-- Stated task --
Output, word for word, every line from the line with "Task: for every instance of the electric" through the final line of the data below.

- - - - -

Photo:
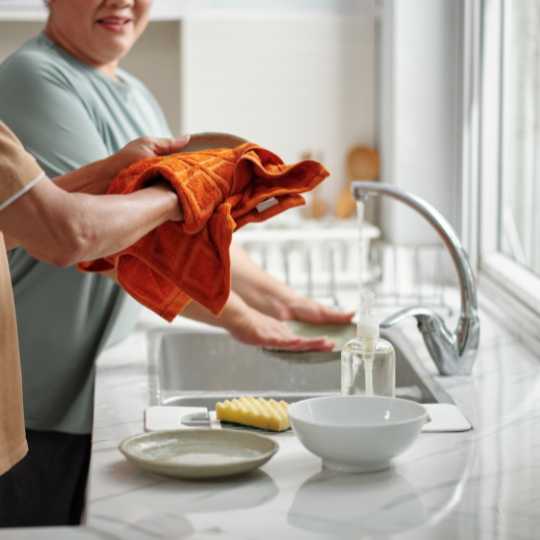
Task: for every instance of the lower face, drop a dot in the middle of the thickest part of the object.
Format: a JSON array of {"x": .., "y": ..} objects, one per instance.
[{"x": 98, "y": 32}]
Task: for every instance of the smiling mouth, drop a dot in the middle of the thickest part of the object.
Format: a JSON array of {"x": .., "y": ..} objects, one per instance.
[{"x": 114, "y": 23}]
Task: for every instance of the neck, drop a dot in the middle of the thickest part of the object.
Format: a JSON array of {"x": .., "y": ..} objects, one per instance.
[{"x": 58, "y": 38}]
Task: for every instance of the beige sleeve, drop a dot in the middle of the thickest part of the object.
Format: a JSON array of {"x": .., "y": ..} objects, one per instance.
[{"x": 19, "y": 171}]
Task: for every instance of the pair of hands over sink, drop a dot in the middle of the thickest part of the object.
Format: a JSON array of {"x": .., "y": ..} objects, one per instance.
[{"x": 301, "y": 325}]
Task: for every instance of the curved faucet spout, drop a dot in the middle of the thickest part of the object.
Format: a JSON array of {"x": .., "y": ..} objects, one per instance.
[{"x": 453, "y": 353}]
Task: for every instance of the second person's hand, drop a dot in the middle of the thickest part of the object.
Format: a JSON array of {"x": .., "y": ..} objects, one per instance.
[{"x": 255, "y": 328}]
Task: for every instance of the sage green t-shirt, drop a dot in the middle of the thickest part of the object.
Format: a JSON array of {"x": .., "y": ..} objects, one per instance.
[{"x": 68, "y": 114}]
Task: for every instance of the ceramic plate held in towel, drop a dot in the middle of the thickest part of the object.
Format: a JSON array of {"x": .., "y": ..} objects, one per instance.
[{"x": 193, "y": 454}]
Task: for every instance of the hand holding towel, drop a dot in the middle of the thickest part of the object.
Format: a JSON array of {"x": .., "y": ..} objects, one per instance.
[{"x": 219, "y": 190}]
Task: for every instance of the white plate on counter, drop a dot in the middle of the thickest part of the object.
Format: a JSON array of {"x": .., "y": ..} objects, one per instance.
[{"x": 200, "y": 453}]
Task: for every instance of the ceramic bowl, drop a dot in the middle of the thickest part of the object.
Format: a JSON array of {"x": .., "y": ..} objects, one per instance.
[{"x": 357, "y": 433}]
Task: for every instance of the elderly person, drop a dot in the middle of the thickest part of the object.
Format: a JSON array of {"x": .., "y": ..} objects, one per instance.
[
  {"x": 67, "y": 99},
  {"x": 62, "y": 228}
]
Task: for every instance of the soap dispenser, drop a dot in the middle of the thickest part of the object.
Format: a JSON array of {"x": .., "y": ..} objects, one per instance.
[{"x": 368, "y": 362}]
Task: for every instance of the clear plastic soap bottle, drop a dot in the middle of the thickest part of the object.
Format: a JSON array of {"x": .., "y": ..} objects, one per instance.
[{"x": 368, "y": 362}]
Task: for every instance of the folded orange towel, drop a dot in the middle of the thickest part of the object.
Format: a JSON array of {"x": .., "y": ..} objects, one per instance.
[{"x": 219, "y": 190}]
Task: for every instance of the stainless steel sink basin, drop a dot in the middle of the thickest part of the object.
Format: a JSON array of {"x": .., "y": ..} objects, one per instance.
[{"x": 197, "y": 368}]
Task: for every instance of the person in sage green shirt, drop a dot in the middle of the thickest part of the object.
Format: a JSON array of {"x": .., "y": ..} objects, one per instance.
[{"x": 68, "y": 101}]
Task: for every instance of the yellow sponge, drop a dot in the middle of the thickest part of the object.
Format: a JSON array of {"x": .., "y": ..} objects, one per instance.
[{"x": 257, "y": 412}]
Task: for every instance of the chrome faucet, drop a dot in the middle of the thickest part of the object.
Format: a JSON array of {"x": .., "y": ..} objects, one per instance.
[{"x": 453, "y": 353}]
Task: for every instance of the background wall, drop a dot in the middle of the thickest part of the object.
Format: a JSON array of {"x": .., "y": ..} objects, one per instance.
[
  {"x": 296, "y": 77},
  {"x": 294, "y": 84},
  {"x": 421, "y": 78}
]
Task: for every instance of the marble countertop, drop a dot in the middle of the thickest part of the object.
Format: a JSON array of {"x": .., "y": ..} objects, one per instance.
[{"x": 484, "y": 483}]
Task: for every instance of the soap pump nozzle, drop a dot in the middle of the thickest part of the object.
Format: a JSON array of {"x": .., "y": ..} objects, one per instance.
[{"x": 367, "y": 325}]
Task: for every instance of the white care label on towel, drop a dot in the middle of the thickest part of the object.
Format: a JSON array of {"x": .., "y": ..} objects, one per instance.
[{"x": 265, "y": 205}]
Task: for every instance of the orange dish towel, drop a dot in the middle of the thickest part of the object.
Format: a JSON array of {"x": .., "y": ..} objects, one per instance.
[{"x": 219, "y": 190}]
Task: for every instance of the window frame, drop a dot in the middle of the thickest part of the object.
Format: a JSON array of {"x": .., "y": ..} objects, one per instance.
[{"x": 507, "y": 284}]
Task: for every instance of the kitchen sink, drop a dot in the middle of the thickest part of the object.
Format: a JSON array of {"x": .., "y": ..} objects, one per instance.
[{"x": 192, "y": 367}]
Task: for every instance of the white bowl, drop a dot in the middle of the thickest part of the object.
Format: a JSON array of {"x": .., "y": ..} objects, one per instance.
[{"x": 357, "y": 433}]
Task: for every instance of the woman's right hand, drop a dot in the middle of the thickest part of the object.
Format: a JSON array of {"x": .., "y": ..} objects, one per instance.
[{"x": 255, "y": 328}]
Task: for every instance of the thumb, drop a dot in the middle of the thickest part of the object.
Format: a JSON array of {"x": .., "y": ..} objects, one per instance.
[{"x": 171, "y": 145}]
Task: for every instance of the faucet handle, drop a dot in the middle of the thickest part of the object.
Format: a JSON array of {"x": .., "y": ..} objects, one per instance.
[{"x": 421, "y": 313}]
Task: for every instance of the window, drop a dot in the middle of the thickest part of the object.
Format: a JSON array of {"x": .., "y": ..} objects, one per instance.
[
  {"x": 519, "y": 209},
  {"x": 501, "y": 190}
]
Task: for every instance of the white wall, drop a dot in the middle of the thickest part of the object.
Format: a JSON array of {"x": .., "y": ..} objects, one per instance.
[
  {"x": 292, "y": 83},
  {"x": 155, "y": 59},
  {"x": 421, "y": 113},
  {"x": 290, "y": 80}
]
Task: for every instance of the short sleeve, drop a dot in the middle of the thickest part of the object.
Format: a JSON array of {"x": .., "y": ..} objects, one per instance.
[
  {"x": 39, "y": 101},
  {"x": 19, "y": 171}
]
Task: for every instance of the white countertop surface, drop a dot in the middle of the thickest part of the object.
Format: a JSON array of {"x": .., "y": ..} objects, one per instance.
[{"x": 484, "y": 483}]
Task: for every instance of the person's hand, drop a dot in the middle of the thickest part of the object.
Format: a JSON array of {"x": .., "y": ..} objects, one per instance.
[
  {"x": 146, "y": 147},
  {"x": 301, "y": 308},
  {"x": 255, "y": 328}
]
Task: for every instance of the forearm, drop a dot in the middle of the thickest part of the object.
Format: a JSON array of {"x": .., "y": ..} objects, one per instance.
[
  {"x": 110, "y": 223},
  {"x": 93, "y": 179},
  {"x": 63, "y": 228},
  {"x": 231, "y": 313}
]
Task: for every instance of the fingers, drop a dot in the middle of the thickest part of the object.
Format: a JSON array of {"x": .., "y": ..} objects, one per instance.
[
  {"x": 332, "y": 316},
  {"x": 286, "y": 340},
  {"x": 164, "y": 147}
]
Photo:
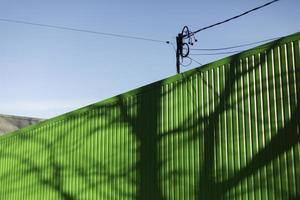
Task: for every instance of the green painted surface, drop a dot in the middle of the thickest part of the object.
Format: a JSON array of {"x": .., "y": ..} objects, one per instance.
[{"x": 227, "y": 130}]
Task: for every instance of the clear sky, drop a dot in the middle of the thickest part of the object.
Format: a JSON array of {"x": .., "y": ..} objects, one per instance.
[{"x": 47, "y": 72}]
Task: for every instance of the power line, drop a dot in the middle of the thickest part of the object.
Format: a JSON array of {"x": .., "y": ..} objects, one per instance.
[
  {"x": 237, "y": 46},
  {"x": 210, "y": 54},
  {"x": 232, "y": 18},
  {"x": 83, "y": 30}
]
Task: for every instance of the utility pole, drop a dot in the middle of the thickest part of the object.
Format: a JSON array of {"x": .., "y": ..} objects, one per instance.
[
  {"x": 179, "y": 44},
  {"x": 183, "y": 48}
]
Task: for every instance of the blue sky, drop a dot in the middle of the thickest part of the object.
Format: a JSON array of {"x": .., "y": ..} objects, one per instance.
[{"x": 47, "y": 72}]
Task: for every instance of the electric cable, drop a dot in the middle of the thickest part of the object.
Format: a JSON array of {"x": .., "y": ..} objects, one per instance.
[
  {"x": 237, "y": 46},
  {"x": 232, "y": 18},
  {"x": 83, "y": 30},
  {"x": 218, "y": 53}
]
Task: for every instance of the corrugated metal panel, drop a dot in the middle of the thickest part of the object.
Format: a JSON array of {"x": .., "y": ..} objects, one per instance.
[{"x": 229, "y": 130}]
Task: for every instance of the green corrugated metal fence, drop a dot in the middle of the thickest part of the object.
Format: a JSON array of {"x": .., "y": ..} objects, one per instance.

- - - - -

-- Result of the exercise --
Task: for every instance of the electric cable, drop a dot in the middle of the thickest part of the object.
Format: a JSON array of {"x": .., "y": ..} objects, one per instance.
[
  {"x": 237, "y": 46},
  {"x": 232, "y": 18},
  {"x": 83, "y": 30},
  {"x": 218, "y": 53}
]
Task: for every instance of the corrugated metal panel, drop a dot in the middle of the thickest part of the object.
Format: a JSON array of {"x": .., "y": ..} objects, one per instance.
[{"x": 229, "y": 130}]
Task: for every instance of the green corrugated metal fence, drop a dot in the middle of the thickest part of the object.
Format: a JSON array of {"x": .., "y": ..} objects, one per instance.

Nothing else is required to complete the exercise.